## Work to be completed
Please retype the whole listing so that it matches the original exactly.

## Material for the task

"""

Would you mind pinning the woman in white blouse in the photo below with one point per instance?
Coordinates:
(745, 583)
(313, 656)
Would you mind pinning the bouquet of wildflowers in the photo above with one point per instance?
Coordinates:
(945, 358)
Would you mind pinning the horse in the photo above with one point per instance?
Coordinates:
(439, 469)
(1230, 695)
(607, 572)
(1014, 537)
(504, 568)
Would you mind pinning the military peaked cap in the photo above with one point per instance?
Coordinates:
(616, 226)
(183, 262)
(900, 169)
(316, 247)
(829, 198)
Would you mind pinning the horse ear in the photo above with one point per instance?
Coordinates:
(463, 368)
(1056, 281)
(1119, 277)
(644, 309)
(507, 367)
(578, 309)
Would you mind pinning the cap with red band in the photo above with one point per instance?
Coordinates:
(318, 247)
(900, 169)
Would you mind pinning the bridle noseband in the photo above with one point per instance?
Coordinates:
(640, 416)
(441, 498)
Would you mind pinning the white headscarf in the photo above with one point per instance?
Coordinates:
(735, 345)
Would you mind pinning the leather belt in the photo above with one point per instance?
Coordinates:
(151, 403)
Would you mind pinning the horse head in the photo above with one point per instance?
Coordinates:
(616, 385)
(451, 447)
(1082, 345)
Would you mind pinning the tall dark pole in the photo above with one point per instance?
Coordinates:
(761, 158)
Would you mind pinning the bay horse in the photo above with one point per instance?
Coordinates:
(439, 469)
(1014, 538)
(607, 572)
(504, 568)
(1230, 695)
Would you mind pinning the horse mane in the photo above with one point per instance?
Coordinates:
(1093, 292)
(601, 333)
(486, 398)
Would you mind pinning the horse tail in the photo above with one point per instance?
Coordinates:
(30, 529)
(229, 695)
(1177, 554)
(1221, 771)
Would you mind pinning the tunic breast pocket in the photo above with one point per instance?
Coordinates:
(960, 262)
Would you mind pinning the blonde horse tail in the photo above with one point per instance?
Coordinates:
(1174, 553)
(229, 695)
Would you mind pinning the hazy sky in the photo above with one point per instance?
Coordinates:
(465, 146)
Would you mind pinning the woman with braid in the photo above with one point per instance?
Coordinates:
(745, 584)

"""

## Answer box
Would you mind pinning the woman in white blouse in the photo below with one point per instance?
Coordinates:
(745, 583)
(313, 656)
Would you mind pinning the bouquet of wildflowers in the photo above with one point per instance?
Coordinates:
(945, 358)
Would you mind pinning the horse in the photo above with one point per instance?
Coordinates:
(439, 469)
(1230, 695)
(607, 572)
(1014, 537)
(504, 568)
Would you mind pinning the military peaked cap in the photo above with one point per instance?
Coordinates:
(616, 226)
(183, 262)
(900, 169)
(316, 247)
(829, 198)
Would you mind pinning the horse ear in the photo above with one point per instance?
Coordinates:
(463, 368)
(1056, 281)
(1119, 277)
(644, 309)
(507, 367)
(578, 309)
Would you mind pinning the cap with red band in the photo above with one point per instance?
Coordinates:
(318, 247)
(900, 169)
Would you mind pinning the bridle noseband in the photo above with one point per instance?
Coordinates:
(640, 416)
(441, 498)
Would you mind pinning the white headscarf in the photo above with one point per instance?
Coordinates:
(735, 345)
Would you mind pinning the leather belt in the photo above with one point per instance?
Coordinates:
(151, 403)
Would you mind pinning the horse head in the photo above with one point per instance?
Coordinates:
(616, 385)
(451, 447)
(1082, 345)
Would you mind pinning the tall dark pole in the photo above with one point per instance?
Coordinates:
(761, 158)
Would you mind pinning the bay horse in the photo above with one point per instance?
Coordinates:
(439, 469)
(1014, 538)
(607, 572)
(504, 568)
(1230, 695)
Would you mind pinning the horse mane in the photo above with one point per instance?
Coordinates:
(1093, 292)
(601, 333)
(486, 398)
Would you mind pinning the horse tail in the photo above with one point per instance?
Coordinates:
(30, 529)
(229, 695)
(1177, 554)
(1221, 771)
Would you mind pinning the tunic breast pocket in the photo above with one point per instance?
Coordinates:
(960, 262)
Would you mind pinning the blonde horse tail in the photo above with one point per instance?
Coordinates:
(1174, 553)
(229, 695)
Would you mind pinning the hazy sky in the photo above with one point per instance?
Coordinates:
(465, 146)
Would you mind pinning the woman with braid in the photo above with one point per instance?
Coordinates:
(745, 584)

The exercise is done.